PASSAGE:
==*==

A picture of Lindsay Lohan with pitcher of milk making a “dirty soda” during her pitch for PepsiCo's Pilk promotion.  It was recommended a pilk be enjoyed with a cookie (“biscuit” to those in certain places) but opinion remains divided on the combo.

Once students have begun to master how many forks and layers of meaning can co-exist in “pitch” & “pitcher”, they can then ponder the latter’s homophone: “picture”.  Although it also enjoys other meaning, the core understanding of “picture” is as a representation of anything or anyone and one can exist as a painting, a print, a photograph, a drawing etc with the only definitional constraint probably that it should be on a flat surface; anything beyond that a it becomes an “installation” or something else.  A “three-dimensional picture” remains a picture if the effect is achieved with multi-layer technology but if it becomes topographic beyond the thickness of the paint, it’s probably an installation, model or something else.  Picture was from the Middle English pycture, from the Old French picture, from the Latin pictūra (the art of painting, a painting), from pingō (I paint).  The pitcher vs picture thing is an example (like sealing vs ceiling”) of how words with different spellings and meanings yet the same pronunciation independently can evolve and there are also words with the same spelling and pronunciation meaning different (sometimes even opposite) things (consider “sanction”).

==*==

(Natural-language descriptions of regions)

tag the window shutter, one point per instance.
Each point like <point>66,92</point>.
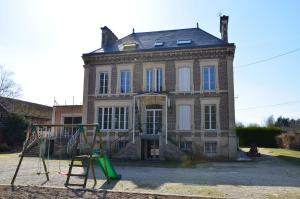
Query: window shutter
<point>184,117</point>
<point>184,79</point>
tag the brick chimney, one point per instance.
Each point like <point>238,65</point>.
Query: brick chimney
<point>224,27</point>
<point>108,38</point>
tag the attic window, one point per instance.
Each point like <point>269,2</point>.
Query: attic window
<point>158,43</point>
<point>130,46</point>
<point>185,41</point>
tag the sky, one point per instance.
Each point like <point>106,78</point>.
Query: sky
<point>42,42</point>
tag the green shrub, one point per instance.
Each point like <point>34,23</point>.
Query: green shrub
<point>261,136</point>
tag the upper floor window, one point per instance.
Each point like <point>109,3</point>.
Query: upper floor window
<point>209,78</point>
<point>121,118</point>
<point>154,80</point>
<point>210,117</point>
<point>185,122</point>
<point>210,147</point>
<point>103,86</point>
<point>125,81</point>
<point>105,117</point>
<point>184,79</point>
<point>113,118</point>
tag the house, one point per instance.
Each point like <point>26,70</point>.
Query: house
<point>33,113</point>
<point>162,94</point>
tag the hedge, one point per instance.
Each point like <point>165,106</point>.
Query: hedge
<point>261,136</point>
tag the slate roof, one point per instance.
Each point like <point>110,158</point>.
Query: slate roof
<point>28,109</point>
<point>146,40</point>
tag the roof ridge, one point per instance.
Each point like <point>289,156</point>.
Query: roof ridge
<point>33,103</point>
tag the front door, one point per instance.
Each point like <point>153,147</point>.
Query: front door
<point>150,149</point>
<point>153,121</point>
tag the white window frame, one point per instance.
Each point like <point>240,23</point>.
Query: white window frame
<point>210,147</point>
<point>101,87</point>
<point>125,117</point>
<point>185,127</point>
<point>113,117</point>
<point>154,67</point>
<point>101,69</point>
<point>185,102</point>
<point>124,67</point>
<point>210,101</point>
<point>127,88</point>
<point>210,89</point>
<point>209,63</point>
<point>210,116</point>
<point>185,64</point>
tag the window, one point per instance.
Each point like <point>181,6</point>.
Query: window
<point>210,147</point>
<point>210,117</point>
<point>209,78</point>
<point>121,118</point>
<point>154,80</point>
<point>103,86</point>
<point>122,144</point>
<point>185,117</point>
<point>184,79</point>
<point>185,41</point>
<point>158,43</point>
<point>125,81</point>
<point>113,117</point>
<point>71,120</point>
<point>186,146</point>
<point>105,117</point>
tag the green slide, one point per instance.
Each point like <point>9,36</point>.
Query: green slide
<point>105,164</point>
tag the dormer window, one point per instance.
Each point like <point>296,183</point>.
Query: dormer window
<point>184,41</point>
<point>158,43</point>
<point>130,46</point>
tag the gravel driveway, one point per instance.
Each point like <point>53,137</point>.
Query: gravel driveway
<point>268,177</point>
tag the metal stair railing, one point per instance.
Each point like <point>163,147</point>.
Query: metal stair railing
<point>177,140</point>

==*==

WORK TO COMPLETE: Can you reproduce the passage word for word, starting at the words that contain "A picture of" and stopping after "on the combo."? The listing was taken from a different source than the passage.

SOLUTION BELOW:
A picture of Lindsay Lohan with pitcher of milk making a “dirty soda” during her pitch for PepsiCo's Pilk promotion.  It was recommended a pilk be enjoyed with a cookie (“biscuit” to those in certain places) but opinion remains divided on the combo.